** Page **
★ ★ ★ ★ ★

Not much to comment on (I initially though).
So far the library I created consists of improved c-types that allow you to manage RAM more easily.
Unlikely. In C++ memory is managed by containers and smart pointers. You are not going to get better than the existing libraries (even professionals are going to have a hard time).
Moreover it includes array-classes which provide methods like 'append' or 'insert' to simplify the work with pointers.
These are already supported by the standard containers. See std::vector::insert it does exactly what you want (though you could wrap it in a nicer interface).
This repo/lib shall people help to program code more quickly, in which pointers would be used often.
C++ you don't use pointers directly very much (creators of class should hide any pointer so that users of the class don't need to use them). So you are trying to solve a problem that does not exist.
I would like to create a replacement for the C++ standard library.

★ ★ ★ ★ ★

** Data to process **
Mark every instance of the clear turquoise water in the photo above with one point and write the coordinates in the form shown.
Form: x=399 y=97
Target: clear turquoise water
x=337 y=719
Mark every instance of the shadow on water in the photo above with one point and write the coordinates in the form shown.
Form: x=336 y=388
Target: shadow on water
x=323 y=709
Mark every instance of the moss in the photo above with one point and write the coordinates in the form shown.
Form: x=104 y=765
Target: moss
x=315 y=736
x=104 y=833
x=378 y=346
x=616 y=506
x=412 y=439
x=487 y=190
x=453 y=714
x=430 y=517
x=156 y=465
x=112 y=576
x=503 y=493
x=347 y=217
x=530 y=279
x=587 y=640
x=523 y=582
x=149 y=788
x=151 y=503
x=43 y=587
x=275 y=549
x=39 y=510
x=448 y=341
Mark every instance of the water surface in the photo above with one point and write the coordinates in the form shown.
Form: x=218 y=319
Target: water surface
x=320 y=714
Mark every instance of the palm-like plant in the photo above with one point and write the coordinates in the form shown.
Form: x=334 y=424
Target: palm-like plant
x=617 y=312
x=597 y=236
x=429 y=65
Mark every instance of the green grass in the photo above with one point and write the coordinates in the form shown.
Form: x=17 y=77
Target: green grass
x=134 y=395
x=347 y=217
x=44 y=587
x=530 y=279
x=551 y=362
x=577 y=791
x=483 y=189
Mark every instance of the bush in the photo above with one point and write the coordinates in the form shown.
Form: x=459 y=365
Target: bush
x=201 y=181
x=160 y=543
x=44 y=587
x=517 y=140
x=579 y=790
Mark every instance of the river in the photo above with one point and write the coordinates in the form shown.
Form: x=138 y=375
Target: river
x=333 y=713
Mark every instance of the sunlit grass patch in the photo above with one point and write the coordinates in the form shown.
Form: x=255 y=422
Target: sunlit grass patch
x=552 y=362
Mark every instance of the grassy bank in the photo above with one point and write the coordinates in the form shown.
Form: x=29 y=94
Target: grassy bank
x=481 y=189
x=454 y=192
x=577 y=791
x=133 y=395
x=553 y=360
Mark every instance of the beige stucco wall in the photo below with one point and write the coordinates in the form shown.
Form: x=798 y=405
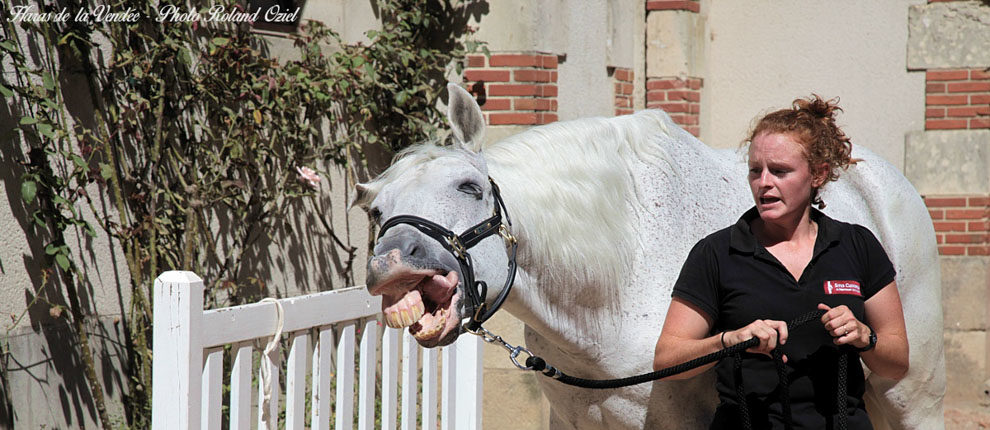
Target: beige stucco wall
x=588 y=36
x=763 y=54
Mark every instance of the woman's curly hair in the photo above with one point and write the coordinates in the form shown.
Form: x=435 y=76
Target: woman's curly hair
x=812 y=122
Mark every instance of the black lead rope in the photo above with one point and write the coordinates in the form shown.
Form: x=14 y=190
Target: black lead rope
x=536 y=363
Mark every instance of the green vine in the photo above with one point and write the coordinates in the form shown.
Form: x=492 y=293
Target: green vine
x=196 y=138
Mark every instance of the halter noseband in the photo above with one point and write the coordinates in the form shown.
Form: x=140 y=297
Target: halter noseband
x=458 y=246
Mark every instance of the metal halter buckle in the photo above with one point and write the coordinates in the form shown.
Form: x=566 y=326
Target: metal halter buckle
x=455 y=244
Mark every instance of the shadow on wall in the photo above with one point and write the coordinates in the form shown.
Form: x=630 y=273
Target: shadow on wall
x=38 y=369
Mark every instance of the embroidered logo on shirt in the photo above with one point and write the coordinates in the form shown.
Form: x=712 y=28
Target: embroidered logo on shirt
x=843 y=287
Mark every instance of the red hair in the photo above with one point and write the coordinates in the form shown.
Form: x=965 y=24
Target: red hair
x=811 y=122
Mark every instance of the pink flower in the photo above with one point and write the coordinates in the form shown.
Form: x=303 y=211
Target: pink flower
x=309 y=176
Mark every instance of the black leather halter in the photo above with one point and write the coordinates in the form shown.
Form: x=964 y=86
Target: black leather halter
x=458 y=246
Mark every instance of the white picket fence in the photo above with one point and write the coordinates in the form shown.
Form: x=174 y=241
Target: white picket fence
x=188 y=350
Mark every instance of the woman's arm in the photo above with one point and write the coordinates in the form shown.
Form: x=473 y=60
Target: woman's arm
x=685 y=337
x=883 y=311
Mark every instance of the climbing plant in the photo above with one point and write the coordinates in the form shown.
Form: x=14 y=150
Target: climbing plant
x=191 y=141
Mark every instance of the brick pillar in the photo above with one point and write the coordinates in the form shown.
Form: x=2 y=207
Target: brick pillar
x=674 y=60
x=957 y=99
x=622 y=78
x=681 y=98
x=514 y=88
x=962 y=224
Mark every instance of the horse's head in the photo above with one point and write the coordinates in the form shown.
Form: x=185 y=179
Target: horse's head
x=414 y=267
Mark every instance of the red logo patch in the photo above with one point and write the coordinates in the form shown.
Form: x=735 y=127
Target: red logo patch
x=843 y=287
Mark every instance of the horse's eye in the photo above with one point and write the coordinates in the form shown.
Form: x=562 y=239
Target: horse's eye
x=470 y=188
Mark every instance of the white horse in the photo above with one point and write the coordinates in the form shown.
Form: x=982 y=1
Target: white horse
x=605 y=212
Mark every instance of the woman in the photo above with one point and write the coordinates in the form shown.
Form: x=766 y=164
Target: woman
x=782 y=259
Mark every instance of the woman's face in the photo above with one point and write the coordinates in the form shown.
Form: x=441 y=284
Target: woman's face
x=779 y=177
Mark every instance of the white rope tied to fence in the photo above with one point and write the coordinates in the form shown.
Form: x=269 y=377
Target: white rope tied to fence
x=268 y=365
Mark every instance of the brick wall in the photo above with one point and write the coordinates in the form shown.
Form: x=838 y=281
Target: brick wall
x=962 y=224
x=957 y=99
x=688 y=5
x=514 y=88
x=681 y=98
x=622 y=78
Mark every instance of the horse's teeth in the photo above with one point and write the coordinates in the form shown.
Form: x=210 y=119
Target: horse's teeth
x=392 y=320
x=440 y=323
x=418 y=310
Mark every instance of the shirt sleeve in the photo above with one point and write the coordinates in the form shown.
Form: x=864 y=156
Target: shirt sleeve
x=878 y=270
x=698 y=281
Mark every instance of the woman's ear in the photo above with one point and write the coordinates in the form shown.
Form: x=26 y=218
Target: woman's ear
x=819 y=175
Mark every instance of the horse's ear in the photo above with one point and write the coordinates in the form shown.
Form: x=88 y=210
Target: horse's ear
x=361 y=194
x=465 y=117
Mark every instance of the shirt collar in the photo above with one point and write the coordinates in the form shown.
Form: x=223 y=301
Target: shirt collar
x=741 y=236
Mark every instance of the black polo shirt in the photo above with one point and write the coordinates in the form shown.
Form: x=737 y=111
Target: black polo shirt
x=736 y=281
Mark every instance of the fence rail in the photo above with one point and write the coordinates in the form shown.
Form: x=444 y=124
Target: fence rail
x=188 y=368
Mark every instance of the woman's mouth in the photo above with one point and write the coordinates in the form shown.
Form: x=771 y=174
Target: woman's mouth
x=768 y=200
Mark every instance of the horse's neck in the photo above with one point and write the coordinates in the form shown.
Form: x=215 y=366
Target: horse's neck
x=570 y=328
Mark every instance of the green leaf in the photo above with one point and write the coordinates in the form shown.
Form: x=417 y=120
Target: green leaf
x=105 y=171
x=62 y=261
x=47 y=130
x=28 y=191
x=48 y=82
x=8 y=45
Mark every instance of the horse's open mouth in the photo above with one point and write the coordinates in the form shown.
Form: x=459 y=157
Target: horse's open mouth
x=421 y=300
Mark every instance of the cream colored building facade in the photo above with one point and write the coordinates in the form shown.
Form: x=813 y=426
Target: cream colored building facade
x=899 y=67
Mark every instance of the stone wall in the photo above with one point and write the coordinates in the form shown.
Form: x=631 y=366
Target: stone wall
x=949 y=164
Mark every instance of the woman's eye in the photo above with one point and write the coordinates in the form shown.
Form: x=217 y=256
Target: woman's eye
x=470 y=188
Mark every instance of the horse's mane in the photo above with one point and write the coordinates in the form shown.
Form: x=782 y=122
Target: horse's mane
x=569 y=186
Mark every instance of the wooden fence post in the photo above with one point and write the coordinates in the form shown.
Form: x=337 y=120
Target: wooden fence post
x=178 y=356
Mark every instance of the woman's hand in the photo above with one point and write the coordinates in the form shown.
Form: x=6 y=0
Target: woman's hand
x=845 y=329
x=770 y=333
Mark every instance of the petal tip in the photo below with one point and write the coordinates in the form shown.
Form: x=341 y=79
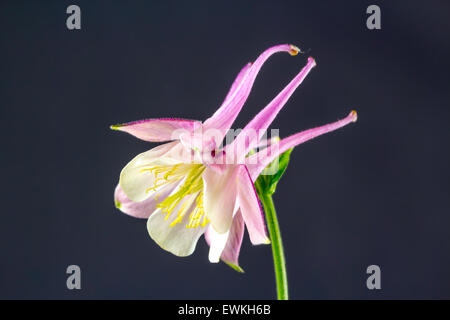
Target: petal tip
x=354 y=115
x=312 y=61
x=294 y=50
x=115 y=126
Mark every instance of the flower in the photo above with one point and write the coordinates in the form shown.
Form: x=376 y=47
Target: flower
x=190 y=186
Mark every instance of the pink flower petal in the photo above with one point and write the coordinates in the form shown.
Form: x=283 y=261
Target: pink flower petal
x=224 y=117
x=248 y=138
x=266 y=156
x=144 y=208
x=230 y=253
x=219 y=197
x=158 y=130
x=250 y=208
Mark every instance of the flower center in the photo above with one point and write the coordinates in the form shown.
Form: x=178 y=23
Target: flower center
x=191 y=190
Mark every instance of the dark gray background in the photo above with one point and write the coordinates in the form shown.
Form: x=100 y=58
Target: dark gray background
x=375 y=192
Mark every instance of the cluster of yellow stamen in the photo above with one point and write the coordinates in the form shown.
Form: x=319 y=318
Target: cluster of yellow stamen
x=191 y=191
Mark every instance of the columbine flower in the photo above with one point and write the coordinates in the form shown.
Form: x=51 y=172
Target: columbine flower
x=190 y=186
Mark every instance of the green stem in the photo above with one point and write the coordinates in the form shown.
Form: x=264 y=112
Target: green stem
x=277 y=246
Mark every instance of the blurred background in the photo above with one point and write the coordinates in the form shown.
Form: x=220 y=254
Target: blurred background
x=375 y=192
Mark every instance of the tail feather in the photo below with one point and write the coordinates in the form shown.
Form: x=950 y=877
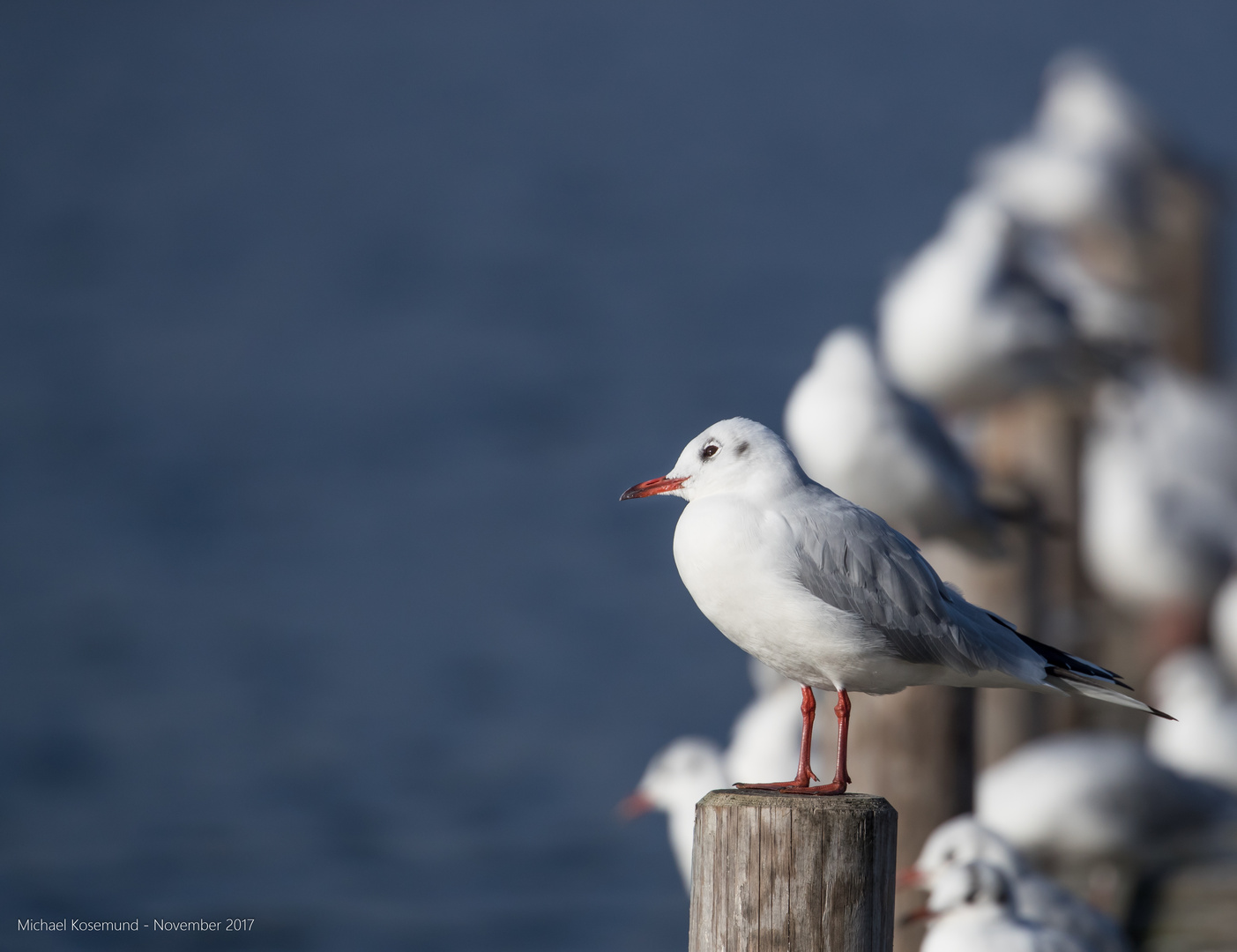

★ ★ ★ ★ ★

** Work to do **
**1.** Extract each line of the records that includes the string "center".
**2.** Carry on the thread about replacing the C++ standard library, starting after its last line.
The text and the records are unrelated to each other.

** Response list **
**1.**
Mark every instance of the flower center in the photo above with one point and write the coordinates in the form shown.
Target: flower center

**2.**
That is basically a ridicules statement. Nobody is going to trust something that attempts to replaces the standard library (not even boost went in that direction). Now you could provide helpers that augment and make the standard library easier to use. But you are going to have to provide interfaces that are familiar to people that already use the standard. Replacing it with a python like version of the standard library is just a non starter.
Code Review
Conditional Code
Writing conditional macros like this is very non standard.
#ifdef FLOAT_ARRAY_ALLOC_MAX
if (FLOAT_ARRAY_ALLOC_MAX > this->size)
{
this->size++;
this->data = new double[this->size];
for (int i = 0; i < (this->size - 1); i++)
{
this->data[i] = temp[i];
}
this->data[this->size - 1] = number;
}
#else
this->size++;
this->data = new double[this->size];
for (int i = 0; i < (this->size - 1); i++)
{
this->data[i] = temp[i];
}
this->data[this->size - 1] = number;
#endif // FLOAT_ARRAY_ALLOC_MAX
You should not have chunks of code conditionally replaced. Usually you put each section of code in a function. Then conditionally define the function. But your code is even stranger than that. You basically only add a test if some variable is defined. I would change the code to always do the test.
#ifdef FLOAT_ARRAY_ALLOC_MAX
bool rangeCheckValid(DoubleArray const& da) {return FLOAT_ARRAY_ALLOC_MAX > da.size;}
#else
// Because this is a `contexpr` the compiler can see that
// it can determine the result at compile time. It will thus see
// that the actual test is not required and probably not even plant
// the conditional test.
constexpr bool rangeCheckValid(DoubleArray const&) {return true}
#endif
if (rangeCheckValid(*this))
{
this->size++;
this->data = new double[this->size];
for (int i = 0; i < (this->size - 1); i++)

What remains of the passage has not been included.